> _Activity_
Leave out each picture. Repeat everything else in the records exactly.
● ● ●
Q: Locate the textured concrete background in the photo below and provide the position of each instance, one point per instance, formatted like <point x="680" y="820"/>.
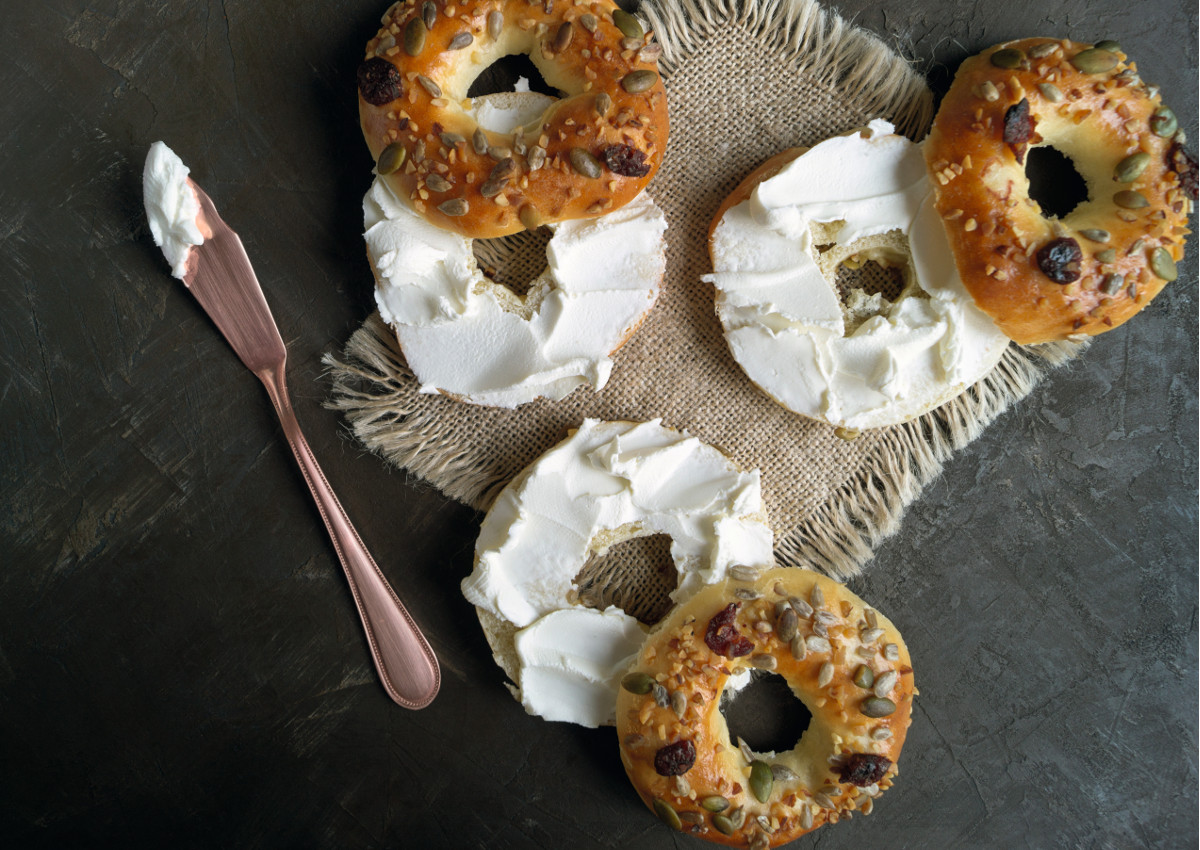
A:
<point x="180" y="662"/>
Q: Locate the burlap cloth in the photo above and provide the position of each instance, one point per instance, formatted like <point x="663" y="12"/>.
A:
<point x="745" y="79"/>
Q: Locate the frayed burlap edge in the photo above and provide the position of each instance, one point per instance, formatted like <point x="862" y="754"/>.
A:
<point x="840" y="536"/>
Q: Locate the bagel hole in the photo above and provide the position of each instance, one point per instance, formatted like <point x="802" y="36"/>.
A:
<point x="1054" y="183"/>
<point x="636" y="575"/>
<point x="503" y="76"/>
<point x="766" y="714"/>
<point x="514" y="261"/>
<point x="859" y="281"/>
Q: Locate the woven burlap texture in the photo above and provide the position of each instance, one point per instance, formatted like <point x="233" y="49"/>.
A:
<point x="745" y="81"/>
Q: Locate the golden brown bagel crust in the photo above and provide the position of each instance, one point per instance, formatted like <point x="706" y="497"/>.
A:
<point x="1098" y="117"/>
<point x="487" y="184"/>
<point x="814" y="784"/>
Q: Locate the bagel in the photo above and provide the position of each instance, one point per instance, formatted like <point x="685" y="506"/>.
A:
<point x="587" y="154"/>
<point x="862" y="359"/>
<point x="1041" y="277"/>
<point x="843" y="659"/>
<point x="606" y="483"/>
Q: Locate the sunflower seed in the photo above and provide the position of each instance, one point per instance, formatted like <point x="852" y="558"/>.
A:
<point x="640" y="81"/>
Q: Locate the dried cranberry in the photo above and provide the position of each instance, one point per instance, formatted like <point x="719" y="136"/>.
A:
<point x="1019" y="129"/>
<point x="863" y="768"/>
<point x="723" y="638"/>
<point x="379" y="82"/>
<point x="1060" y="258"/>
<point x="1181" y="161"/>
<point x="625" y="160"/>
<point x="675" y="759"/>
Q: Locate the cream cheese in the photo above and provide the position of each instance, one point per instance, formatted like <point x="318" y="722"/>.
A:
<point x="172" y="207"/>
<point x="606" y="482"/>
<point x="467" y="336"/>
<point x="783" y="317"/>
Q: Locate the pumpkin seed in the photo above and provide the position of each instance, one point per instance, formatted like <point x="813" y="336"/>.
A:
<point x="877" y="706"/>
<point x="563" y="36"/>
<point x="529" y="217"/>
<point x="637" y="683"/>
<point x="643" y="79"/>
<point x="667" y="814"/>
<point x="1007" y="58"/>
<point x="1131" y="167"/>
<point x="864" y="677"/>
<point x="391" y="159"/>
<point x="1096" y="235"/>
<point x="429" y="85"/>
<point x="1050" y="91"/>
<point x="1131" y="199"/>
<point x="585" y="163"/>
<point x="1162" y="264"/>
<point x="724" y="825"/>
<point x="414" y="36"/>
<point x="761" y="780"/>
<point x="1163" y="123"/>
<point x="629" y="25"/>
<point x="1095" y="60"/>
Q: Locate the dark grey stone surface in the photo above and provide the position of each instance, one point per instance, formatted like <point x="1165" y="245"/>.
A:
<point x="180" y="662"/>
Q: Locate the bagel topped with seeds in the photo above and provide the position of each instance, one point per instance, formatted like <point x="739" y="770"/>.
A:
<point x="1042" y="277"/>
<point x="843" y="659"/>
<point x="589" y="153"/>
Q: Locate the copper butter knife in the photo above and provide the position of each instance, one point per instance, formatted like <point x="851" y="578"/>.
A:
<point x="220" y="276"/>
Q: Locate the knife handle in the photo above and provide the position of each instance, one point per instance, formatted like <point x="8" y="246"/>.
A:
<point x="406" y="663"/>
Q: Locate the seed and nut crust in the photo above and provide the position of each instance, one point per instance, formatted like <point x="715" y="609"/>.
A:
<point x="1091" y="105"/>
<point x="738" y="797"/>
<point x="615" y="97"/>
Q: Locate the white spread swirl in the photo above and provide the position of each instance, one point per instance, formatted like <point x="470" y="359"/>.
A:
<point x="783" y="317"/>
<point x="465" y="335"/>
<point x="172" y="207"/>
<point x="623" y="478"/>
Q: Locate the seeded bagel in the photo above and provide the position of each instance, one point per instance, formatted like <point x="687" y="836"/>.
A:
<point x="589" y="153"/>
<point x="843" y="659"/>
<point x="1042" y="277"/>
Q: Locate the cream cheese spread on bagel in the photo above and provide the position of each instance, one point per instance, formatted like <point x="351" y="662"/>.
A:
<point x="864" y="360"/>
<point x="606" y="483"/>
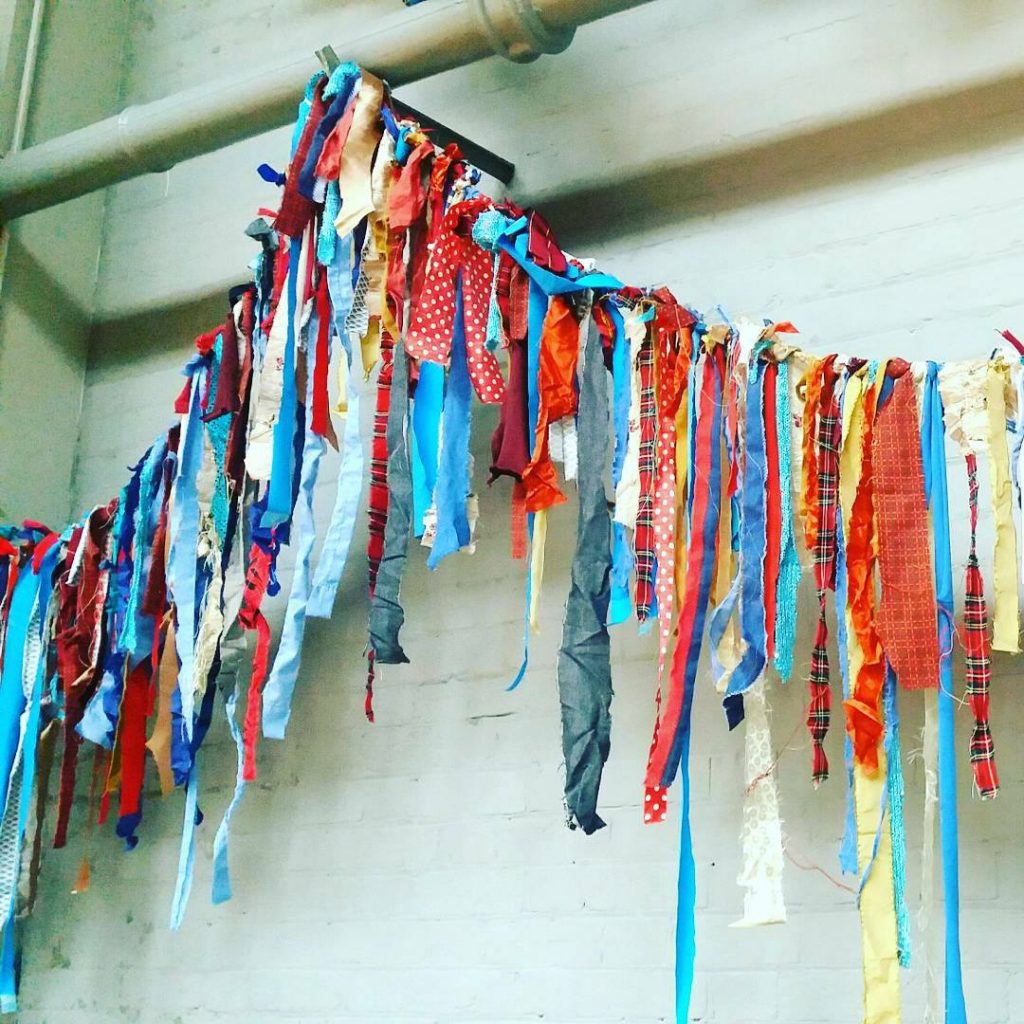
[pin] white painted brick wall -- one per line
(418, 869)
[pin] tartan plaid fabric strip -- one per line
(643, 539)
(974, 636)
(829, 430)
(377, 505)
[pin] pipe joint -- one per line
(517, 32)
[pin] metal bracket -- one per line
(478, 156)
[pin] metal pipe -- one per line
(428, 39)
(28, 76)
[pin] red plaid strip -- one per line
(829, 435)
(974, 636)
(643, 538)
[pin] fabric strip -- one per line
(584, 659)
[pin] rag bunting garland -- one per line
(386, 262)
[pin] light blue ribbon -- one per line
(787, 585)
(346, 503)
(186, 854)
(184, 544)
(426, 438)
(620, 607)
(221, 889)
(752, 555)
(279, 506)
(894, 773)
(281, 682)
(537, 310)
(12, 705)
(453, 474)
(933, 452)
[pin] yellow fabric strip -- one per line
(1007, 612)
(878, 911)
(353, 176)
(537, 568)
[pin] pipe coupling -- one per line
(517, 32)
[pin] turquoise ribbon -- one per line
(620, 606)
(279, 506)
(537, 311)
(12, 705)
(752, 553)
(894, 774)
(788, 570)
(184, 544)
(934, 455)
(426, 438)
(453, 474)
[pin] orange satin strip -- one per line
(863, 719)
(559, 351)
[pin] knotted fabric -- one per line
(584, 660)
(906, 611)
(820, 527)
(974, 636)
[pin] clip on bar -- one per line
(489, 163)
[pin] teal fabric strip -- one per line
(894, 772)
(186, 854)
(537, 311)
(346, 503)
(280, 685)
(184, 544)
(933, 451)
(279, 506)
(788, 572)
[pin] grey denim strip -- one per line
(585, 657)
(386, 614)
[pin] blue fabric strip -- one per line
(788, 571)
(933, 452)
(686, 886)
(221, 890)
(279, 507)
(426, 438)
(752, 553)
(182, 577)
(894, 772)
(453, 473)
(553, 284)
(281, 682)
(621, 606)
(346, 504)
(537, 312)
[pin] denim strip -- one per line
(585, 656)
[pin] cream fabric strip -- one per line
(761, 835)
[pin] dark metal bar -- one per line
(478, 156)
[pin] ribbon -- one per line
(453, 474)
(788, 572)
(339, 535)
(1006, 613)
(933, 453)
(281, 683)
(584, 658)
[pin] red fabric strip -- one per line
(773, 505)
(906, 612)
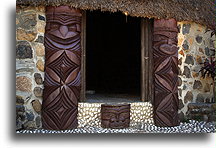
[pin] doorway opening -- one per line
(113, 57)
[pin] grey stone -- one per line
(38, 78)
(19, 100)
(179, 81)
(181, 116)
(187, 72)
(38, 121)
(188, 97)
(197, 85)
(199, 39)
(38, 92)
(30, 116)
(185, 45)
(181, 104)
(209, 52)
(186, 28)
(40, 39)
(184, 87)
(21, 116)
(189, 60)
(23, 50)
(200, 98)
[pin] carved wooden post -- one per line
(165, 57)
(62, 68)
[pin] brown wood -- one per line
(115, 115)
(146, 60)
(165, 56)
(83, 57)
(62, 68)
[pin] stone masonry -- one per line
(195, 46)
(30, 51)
● ● ●
> _Expected answer_
Q: Locate the textured concrete background in the photo below and provide the position of each instance, one point per instance, formatted like <point x="680" y="820"/>.
A:
<point x="180" y="662"/>
Q: Locate the burlap cloth in the photo above and provide the position of each instance, one point per instance, formatted like <point x="663" y="12"/>.
A:
<point x="745" y="79"/>
Q: Locate the frayed burlap edge in the photo above and provide the position of each instance, one point per instance, formatted like <point x="862" y="754"/>.
A:
<point x="840" y="536"/>
Q: Locate the bagel hole in the photo above and provide the position of each instance, one point per instance, formatted like <point x="802" y="36"/>.
A:
<point x="1054" y="183"/>
<point x="636" y="575"/>
<point x="503" y="76"/>
<point x="766" y="714"/>
<point x="514" y="261"/>
<point x="859" y="281"/>
Q: Locate the woven burlap texture in the photo above and provide the position of each instance, one point per instance, formatted like <point x="233" y="49"/>.
A:
<point x="745" y="81"/>
Q: Locate the golden brown bagel crust in the photo above and provide the position of each instance, one point per instance, formatted like <point x="706" y="497"/>.
A:
<point x="1098" y="117"/>
<point x="487" y="184"/>
<point x="814" y="784"/>
Q: Locate the bagel in the photo above and provide the position of each instance, one point per instance, formatted like <point x="685" y="506"/>.
A:
<point x="587" y="154"/>
<point x="862" y="359"/>
<point x="1041" y="277"/>
<point x="843" y="659"/>
<point x="606" y="483"/>
Q: Locate the sunflower seed in the photo above and provide the position of each instance, one point per instance, formatted like <point x="852" y="558"/>.
A:
<point x="640" y="81"/>
Q: Locate the dried cranberry in the photo above and provide the position of each instance, one point per instance, formatted like <point x="719" y="136"/>.
A:
<point x="1019" y="129"/>
<point x="863" y="768"/>
<point x="723" y="638"/>
<point x="379" y="82"/>
<point x="1060" y="258"/>
<point x="1181" y="161"/>
<point x="625" y="160"/>
<point x="675" y="759"/>
Q: Locate the cream cheese in the photo above and provide the position of each instance, one point per instance, formatted like <point x="318" y="722"/>.
A:
<point x="172" y="207"/>
<point x="606" y="482"/>
<point x="467" y="336"/>
<point x="783" y="317"/>
Q: Locate the pumpkin seed in the photo above and provide the position of each instance, one point per instance, formatted like <point x="813" y="336"/>.
A:
<point x="877" y="706"/>
<point x="563" y="36"/>
<point x="529" y="217"/>
<point x="637" y="683"/>
<point x="643" y="79"/>
<point x="667" y="814"/>
<point x="1007" y="58"/>
<point x="1131" y="167"/>
<point x="864" y="677"/>
<point x="391" y="159"/>
<point x="1096" y="235"/>
<point x="429" y="85"/>
<point x="1050" y="91"/>
<point x="1131" y="199"/>
<point x="585" y="163"/>
<point x="1162" y="264"/>
<point x="724" y="825"/>
<point x="414" y="36"/>
<point x="761" y="780"/>
<point x="1163" y="123"/>
<point x="629" y="25"/>
<point x="1095" y="60"/>
Q: Locate the dark grey stone surface in the photo above and provide the position of each instance, one point per instance, formatted like <point x="1165" y="245"/>.
A:
<point x="180" y="662"/>
Q: Locate the bagel topped with seeds in the photo above and provide the position of each instance, one point per instance, formatted like <point x="739" y="770"/>.
A:
<point x="1042" y="277"/>
<point x="843" y="659"/>
<point x="589" y="153"/>
Q: Locate the copper butter knife in the photo above and provide the position of each instance, one point per instance, formatted like <point x="851" y="578"/>.
A:
<point x="220" y="276"/>
Q: Locate the knife handle in the photo above and provide the position of each instance, one point per instance, formatted like <point x="8" y="246"/>.
A:
<point x="406" y="663"/>
Q: Locate the seed and nut crust in the photo above and provide the position of each instance, one point per instance, formatted like <point x="715" y="609"/>.
A:
<point x="1091" y="105"/>
<point x="738" y="797"/>
<point x="615" y="97"/>
Q: Locate the white spread swirl in the photo above and provide the position of each instance, one point per instance, formatted like <point x="470" y="359"/>.
A:
<point x="783" y="317"/>
<point x="465" y="335"/>
<point x="172" y="207"/>
<point x="623" y="478"/>
Q: Locate the seeded bagel in the photo above and provide the position of each instance, one point per instance, formatted like <point x="687" y="836"/>.
A:
<point x="589" y="153"/>
<point x="843" y="659"/>
<point x="1042" y="277"/>
Q: Locate the cream cheese spread on bagel in the photo above and provide the position of each instance, one point per instance, formatted like <point x="351" y="662"/>.
A:
<point x="864" y="360"/>
<point x="606" y="483"/>
[pin] white painted brick wall -- one per line
(418, 869)
[pin] tartan plaid fabric strip -- one per line
(643, 539)
(974, 636)
(829, 430)
(377, 505)
[pin] pipe joint -- one per line
(517, 32)
[pin] metal bracket -- one per line
(478, 156)
[pin] metal pipe -- one per line
(428, 39)
(28, 76)
[pin] red plaid strip -- one per line
(829, 435)
(974, 636)
(643, 538)
[pin] fabric strip -- one per line
(584, 659)
[pin] rag bunting garland -- one per line
(386, 262)
[pin] light blue ribbon -- one per line
(787, 585)
(346, 503)
(186, 854)
(184, 544)
(426, 438)
(620, 607)
(221, 889)
(752, 555)
(279, 506)
(894, 773)
(281, 682)
(537, 310)
(12, 705)
(453, 474)
(933, 452)
[pin] yellow fabric strip -- one per line
(1007, 612)
(878, 911)
(353, 176)
(537, 568)
[pin] pipe coupling -- one per line
(517, 32)
[pin] turquoise ribbon -- one per line
(620, 606)
(279, 506)
(537, 311)
(12, 705)
(752, 553)
(894, 774)
(788, 570)
(184, 544)
(934, 455)
(426, 438)
(453, 474)
[pin] orange satin strip -- one per line
(863, 719)
(559, 351)
[pin] knotted fabric -- one per line
(584, 660)
(906, 611)
(820, 527)
(974, 636)
[pin] clip on bar -- one per line
(489, 163)
[pin] teal fabric strip -- one per line
(894, 772)
(186, 854)
(537, 311)
(346, 503)
(280, 685)
(184, 544)
(933, 451)
(279, 506)
(788, 572)
[pin] grey denim strip -- one per line
(585, 657)
(386, 614)
[pin] blue fabric strip -- one per line
(788, 571)
(933, 452)
(686, 886)
(221, 890)
(279, 507)
(426, 438)
(752, 553)
(182, 577)
(894, 772)
(453, 473)
(553, 284)
(281, 682)
(621, 606)
(346, 504)
(537, 312)
[pin] denim strip -- one per line
(585, 656)
[pin] cream fabric strip -- one per line
(761, 835)
[pin] dark metal bar -- one per line
(478, 156)
[pin] ribbon -- one per line
(453, 474)
(788, 572)
(339, 535)
(1006, 613)
(933, 453)
(281, 683)
(584, 658)
[pin] red fabric strip -- one per line
(773, 505)
(906, 612)
[pin] doorway opening -- one per line
(113, 57)
[pin] grey stone -- one per line
(38, 78)
(19, 100)
(179, 81)
(181, 116)
(187, 72)
(38, 121)
(188, 97)
(197, 85)
(199, 39)
(38, 92)
(30, 116)
(185, 45)
(181, 104)
(209, 52)
(186, 28)
(40, 39)
(184, 87)
(21, 116)
(189, 60)
(23, 50)
(200, 98)
[pin] carved wooden post -- one per line
(165, 57)
(62, 68)
[pin] brown wood -- one per line
(115, 115)
(146, 60)
(165, 56)
(83, 57)
(62, 68)
[pin] stone masonry -- one per line
(195, 46)
(30, 51)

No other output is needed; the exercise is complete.